Natural-language object grounding data

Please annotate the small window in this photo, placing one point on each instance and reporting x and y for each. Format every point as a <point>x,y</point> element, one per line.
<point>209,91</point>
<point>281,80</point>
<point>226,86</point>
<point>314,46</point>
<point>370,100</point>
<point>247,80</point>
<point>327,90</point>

§ **DIRECTIONS**
Retyping every line above exactly is all that is needed.

§ **ANSWER TO THIS EXERCISE**
Please annotate the small window in this photo, placing one point on each instance and reporting x and y for each. Format every point as a <point>x,y</point> element, one per line.
<point>209,91</point>
<point>281,80</point>
<point>226,86</point>
<point>314,46</point>
<point>370,100</point>
<point>247,80</point>
<point>327,90</point>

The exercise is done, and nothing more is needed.